Task instructions —
Update everything from the line containing "Find the gabled" down to the line containing "pixel 65 361" by replacing "Sample output" with "Example output", leaving the rest of those lines unchanged.

........

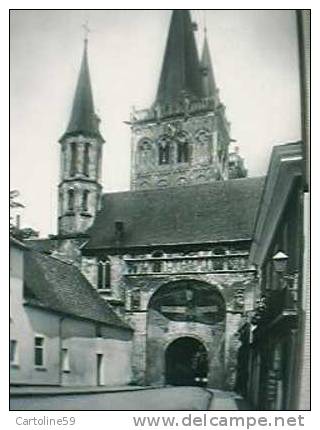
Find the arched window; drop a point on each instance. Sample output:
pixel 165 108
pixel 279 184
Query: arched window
pixel 164 150
pixel 104 275
pixel 183 148
pixel 145 153
pixel 135 299
pixel 73 164
pixel 85 198
pixel 86 159
pixel 157 263
pixel 71 200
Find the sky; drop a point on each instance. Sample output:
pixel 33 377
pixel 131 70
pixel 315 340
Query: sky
pixel 255 61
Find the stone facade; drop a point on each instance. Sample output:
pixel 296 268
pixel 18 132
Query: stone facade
pixel 79 188
pixel 137 278
pixel 184 145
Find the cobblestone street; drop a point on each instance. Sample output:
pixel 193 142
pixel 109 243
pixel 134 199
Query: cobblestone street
pixel 173 398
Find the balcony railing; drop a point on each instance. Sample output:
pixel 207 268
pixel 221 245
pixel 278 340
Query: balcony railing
pixel 278 303
pixel 205 264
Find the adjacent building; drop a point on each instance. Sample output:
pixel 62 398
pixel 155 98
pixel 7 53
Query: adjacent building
pixel 61 331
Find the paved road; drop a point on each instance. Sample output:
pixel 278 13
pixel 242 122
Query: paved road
pixel 175 398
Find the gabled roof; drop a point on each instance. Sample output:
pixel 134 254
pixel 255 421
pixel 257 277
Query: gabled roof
pixel 181 73
pixel 61 287
pixel 83 118
pixel 286 165
pixel 207 213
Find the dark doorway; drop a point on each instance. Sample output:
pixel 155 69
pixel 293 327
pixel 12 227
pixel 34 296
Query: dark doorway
pixel 186 362
pixel 100 369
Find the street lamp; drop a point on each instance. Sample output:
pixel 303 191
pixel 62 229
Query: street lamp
pixel 280 261
pixel 288 281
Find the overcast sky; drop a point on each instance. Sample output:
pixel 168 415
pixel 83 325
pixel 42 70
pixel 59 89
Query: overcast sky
pixel 255 62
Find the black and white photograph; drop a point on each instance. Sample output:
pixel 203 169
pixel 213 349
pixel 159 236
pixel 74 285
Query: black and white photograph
pixel 159 210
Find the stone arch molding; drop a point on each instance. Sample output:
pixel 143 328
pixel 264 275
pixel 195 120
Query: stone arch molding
pixel 175 280
pixel 175 336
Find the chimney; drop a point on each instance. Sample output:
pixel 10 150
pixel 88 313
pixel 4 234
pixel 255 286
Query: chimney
pixel 18 221
pixel 119 231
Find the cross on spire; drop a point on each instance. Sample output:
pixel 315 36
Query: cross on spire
pixel 86 30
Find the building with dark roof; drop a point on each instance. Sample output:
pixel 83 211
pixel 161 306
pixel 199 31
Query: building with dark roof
pixel 170 256
pixel 62 333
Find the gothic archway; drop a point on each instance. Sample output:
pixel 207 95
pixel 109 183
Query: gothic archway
pixel 186 362
pixel 187 309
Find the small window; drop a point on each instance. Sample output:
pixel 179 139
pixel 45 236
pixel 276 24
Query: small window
pixel 71 200
pixel 164 151
pixel 86 159
pixel 85 198
pixel 104 275
pixel 39 351
pixel 157 264
pixel 135 299
pixel 182 149
pixel 73 165
pixel 13 351
pixel 65 361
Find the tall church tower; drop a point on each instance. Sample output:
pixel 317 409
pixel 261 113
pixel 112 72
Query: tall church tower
pixel 81 157
pixel 184 137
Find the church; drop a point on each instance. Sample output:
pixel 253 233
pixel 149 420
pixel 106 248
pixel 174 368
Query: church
pixel 171 255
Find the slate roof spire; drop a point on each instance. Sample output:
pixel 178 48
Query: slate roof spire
pixel 181 71
pixel 83 118
pixel 208 80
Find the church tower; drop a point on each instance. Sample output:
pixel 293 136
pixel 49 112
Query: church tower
pixel 81 157
pixel 184 138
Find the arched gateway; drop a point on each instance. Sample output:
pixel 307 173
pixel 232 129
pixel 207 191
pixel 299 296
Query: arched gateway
pixel 186 334
pixel 186 361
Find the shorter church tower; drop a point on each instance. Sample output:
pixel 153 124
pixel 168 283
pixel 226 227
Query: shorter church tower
pixel 81 157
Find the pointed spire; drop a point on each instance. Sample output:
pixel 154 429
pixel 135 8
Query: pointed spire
pixel 181 74
pixel 83 118
pixel 208 80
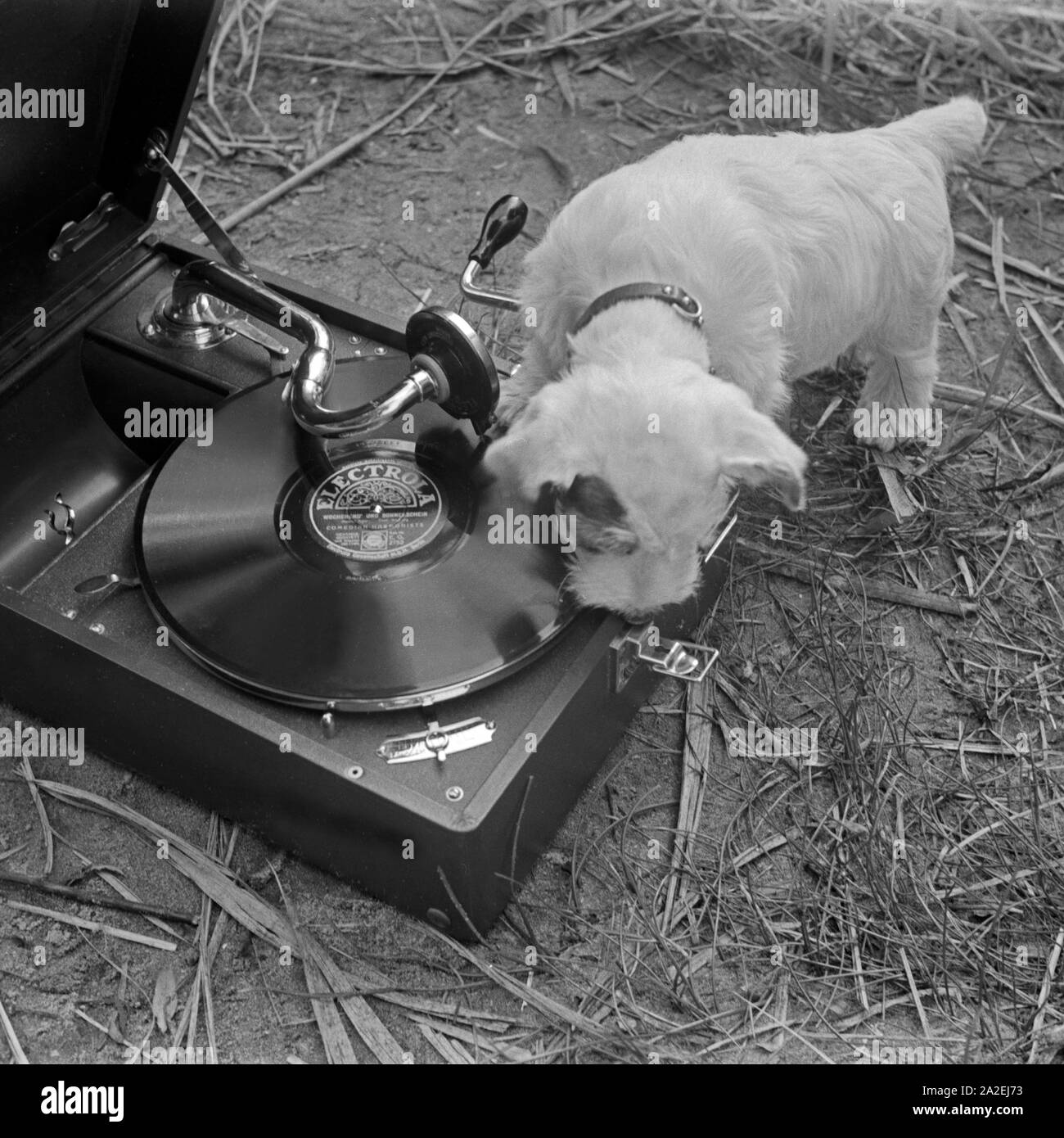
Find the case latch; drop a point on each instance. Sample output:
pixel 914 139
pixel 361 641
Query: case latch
pixel 679 659
pixel 437 742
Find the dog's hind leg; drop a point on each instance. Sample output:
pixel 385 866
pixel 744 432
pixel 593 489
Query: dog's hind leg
pixel 900 379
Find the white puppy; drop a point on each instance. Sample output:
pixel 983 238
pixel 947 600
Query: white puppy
pixel 796 247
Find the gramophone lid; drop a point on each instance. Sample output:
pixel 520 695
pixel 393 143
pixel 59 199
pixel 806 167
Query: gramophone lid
pixel 82 82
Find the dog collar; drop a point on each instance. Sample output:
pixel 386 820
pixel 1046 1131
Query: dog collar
pixel 682 303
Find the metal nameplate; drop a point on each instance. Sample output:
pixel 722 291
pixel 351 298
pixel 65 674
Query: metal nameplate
pixel 436 742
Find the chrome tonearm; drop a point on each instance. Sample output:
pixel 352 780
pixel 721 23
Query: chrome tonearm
pixel 449 364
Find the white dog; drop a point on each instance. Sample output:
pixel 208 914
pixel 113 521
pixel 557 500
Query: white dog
pixel 796 247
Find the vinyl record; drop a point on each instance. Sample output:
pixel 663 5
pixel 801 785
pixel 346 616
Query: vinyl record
pixel 362 575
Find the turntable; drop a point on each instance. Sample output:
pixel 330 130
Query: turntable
pixel 295 612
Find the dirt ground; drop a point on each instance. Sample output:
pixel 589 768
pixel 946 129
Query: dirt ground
pixel 468 142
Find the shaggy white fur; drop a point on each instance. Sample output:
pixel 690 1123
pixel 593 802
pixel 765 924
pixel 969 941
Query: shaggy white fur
pixel 798 246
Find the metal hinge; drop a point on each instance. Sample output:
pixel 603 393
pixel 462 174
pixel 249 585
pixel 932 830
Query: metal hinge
pixel 437 742
pixel 76 233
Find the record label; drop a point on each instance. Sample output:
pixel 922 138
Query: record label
pixel 376 509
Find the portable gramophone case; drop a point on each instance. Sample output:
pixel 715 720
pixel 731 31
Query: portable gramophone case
pixel 277 594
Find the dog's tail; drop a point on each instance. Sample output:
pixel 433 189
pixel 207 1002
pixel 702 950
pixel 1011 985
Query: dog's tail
pixel 953 131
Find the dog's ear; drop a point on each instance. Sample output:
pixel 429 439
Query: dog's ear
pixel 533 452
pixel 760 453
pixel 601 519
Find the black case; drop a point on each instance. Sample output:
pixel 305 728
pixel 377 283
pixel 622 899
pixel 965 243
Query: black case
pixel 446 841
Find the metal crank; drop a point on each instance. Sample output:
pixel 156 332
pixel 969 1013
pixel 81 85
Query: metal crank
pixel 449 365
pixel 502 224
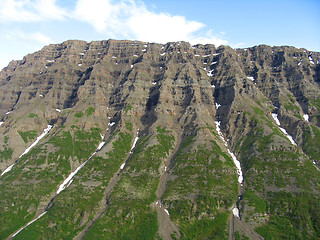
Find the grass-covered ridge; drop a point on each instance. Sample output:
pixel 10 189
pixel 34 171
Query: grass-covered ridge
pixel 39 173
pixel 129 215
pixel 280 182
pixel 205 188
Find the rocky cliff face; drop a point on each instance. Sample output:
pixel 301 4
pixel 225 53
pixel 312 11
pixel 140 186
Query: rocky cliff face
pixel 150 141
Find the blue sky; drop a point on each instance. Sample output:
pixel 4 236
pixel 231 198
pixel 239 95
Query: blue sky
pixel 28 25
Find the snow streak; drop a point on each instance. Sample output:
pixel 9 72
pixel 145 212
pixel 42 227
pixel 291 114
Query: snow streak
pixel 28 224
pixel 275 117
pixel 45 131
pixel 236 162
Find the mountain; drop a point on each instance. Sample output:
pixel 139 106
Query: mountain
pixel 135 140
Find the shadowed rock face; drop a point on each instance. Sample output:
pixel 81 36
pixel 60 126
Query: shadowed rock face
pixel 171 97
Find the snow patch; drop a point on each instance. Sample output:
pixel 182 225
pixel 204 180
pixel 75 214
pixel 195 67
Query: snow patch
pixel 100 146
pixel 311 60
pixel 288 136
pixel 8 169
pixel 167 212
pixel 210 73
pixel 45 131
pixel 68 180
pixel 275 117
pixel 122 166
pixel 236 162
pixel 28 224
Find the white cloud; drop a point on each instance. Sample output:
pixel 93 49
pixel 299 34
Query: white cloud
pixel 122 19
pixel 33 37
pixel 129 19
pixel 30 10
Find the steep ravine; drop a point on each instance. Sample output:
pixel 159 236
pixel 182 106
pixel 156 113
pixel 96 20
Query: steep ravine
pixel 185 141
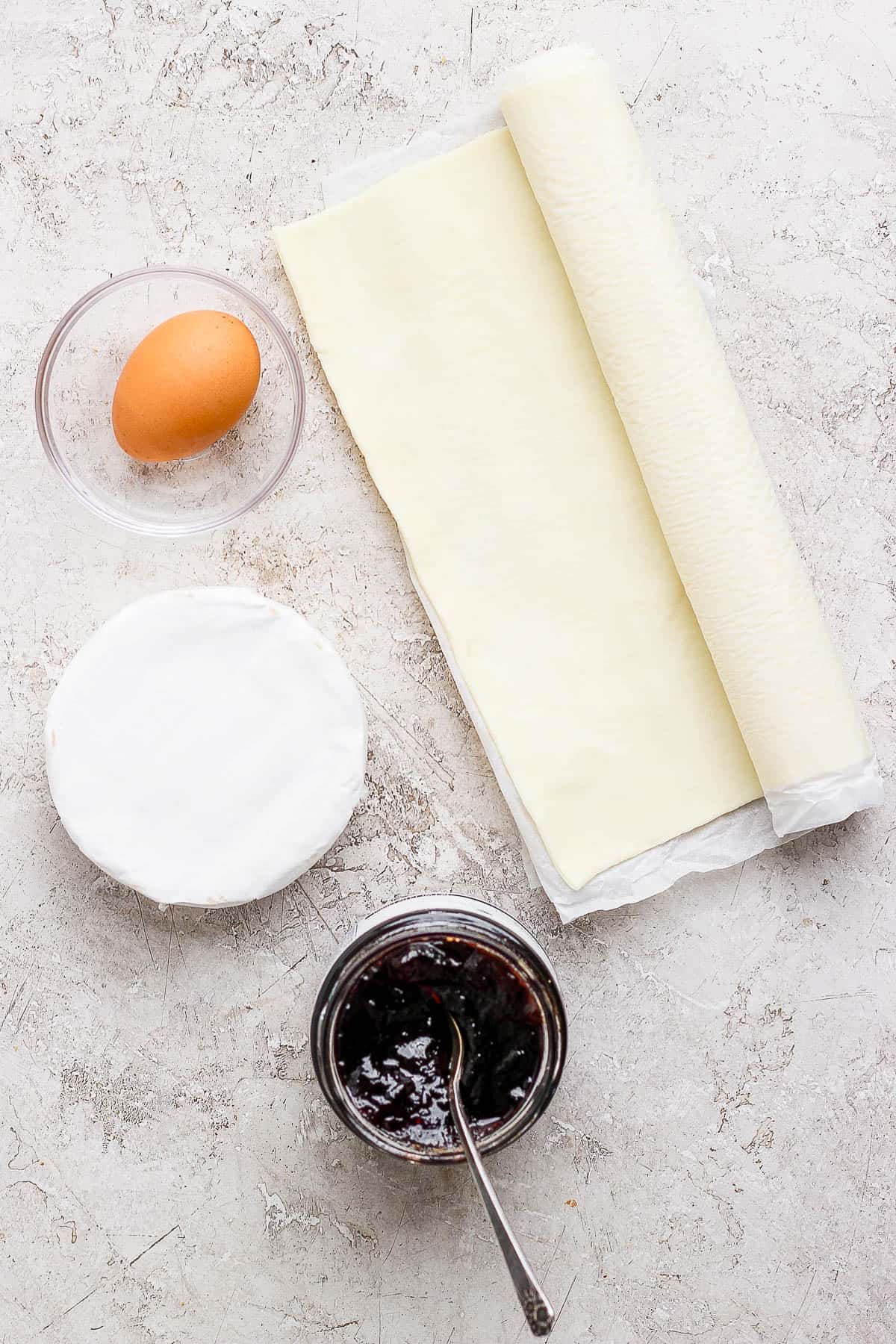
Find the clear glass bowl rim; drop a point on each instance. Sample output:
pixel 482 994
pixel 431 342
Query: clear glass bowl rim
pixel 45 376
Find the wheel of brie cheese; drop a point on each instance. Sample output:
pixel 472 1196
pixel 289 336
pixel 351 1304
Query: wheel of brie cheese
pixel 206 746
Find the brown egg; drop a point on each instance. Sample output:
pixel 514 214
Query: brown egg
pixel 184 386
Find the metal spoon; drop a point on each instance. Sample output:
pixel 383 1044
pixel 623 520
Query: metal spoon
pixel 539 1312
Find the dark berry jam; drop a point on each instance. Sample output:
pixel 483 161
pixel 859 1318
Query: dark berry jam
pixel 393 1043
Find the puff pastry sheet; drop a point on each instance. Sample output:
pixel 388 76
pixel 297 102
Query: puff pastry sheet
pixel 519 349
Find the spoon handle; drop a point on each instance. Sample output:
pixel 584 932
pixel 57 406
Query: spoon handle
pixel 539 1312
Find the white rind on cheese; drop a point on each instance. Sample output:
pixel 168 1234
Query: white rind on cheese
pixel 206 746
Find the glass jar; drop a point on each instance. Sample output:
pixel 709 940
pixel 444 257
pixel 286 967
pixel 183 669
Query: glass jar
pixel 423 917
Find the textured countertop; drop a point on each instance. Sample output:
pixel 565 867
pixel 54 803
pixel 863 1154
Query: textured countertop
pixel 719 1162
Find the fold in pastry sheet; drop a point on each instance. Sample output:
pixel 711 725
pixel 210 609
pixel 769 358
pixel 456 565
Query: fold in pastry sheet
pixel 687 426
pixel 441 307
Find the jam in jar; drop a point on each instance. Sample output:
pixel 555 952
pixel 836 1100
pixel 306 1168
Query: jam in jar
pixel 393 1038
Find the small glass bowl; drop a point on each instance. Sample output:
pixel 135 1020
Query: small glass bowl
pixel 73 403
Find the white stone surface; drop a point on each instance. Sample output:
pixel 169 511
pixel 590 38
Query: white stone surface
pixel 719 1162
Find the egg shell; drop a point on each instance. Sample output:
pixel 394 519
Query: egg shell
pixel 184 386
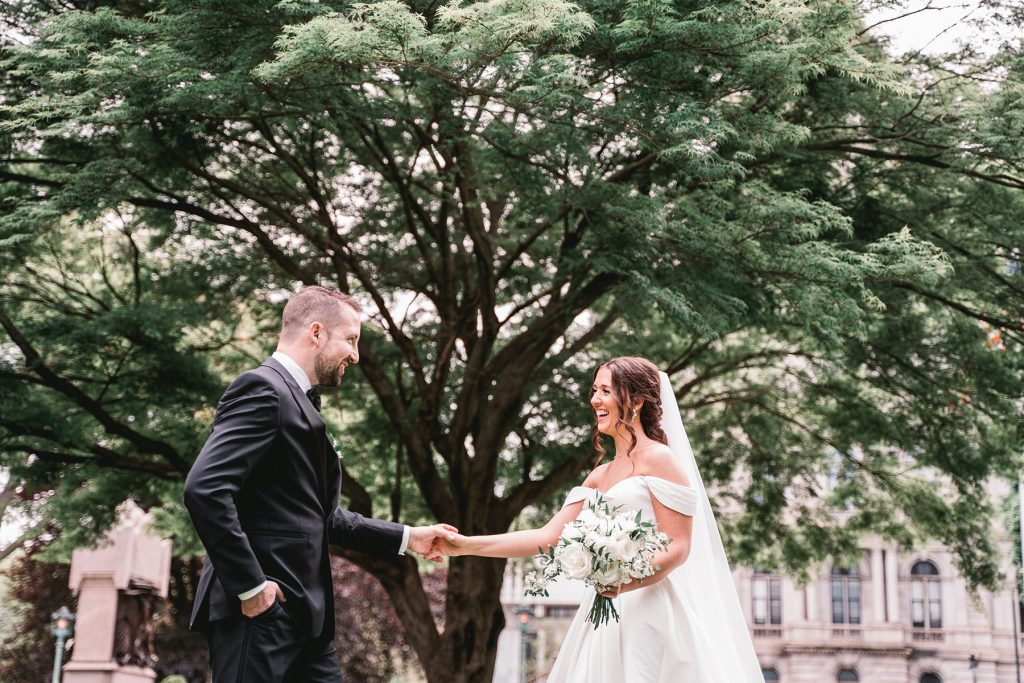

........

Response to this task —
Find the gabled roof; drop a point on each instance. Example output:
pixel 134 254
pixel 255 421
pixel 257 277
Query: gabled roof
pixel 181 73
pixel 61 287
pixel 83 118
pixel 286 165
pixel 207 213
Find the dark doorway; drop a point on each instance. Example output:
pixel 155 69
pixel 293 327
pixel 12 227
pixel 34 296
Query: dark doorway
pixel 186 362
pixel 100 369
Find the street lamp; drop a point on each instance. Example output:
pixel 303 191
pixel 62 229
Query: street lamp
pixel 280 261
pixel 288 281
Find the overcast sky; drop a point on each instance. Example output:
pixel 168 415
pixel 83 325
pixel 42 70
pixel 59 89
Query: overcast sky
pixel 255 62
Find the black and white photograph; drop a point on each instance. Example output:
pixel 203 169
pixel 213 349
pixel 159 236
pixel 74 285
Query: black and white photograph
pixel 159 210
Find the stone arch molding; drop a point on each instance. Example output:
pixel 143 328
pixel 264 275
pixel 195 120
Query: stone arch molding
pixel 175 280
pixel 175 336
Find the chimney; drop a point on each instance. Example output:
pixel 10 150
pixel 88 313
pixel 4 234
pixel 255 286
Query: chimney
pixel 18 221
pixel 119 231
Find the cross on spire; drop a point on each instance. Example output:
pixel 315 36
Query: cross on spire
pixel 86 30
Find the building with dark roof; drop a point on each instance. Example output:
pixel 83 211
pixel 161 306
pixel 199 31
Query: building with dark roof
pixel 170 256
pixel 62 333
Find the gothic archway; drop a point on each instance. Example output:
pixel 207 95
pixel 109 183
Query: gothic archway
pixel 186 362
pixel 187 309
Find the small window; drop a point on each instance. Example output:
pixel 179 139
pixel 45 236
pixel 276 24
Query: small window
pixel 71 200
pixel 164 151
pixel 86 159
pixel 85 198
pixel 104 275
pixel 39 351
pixel 157 264
pixel 135 299
pixel 182 149
pixel 73 165
pixel 13 351
pixel 65 361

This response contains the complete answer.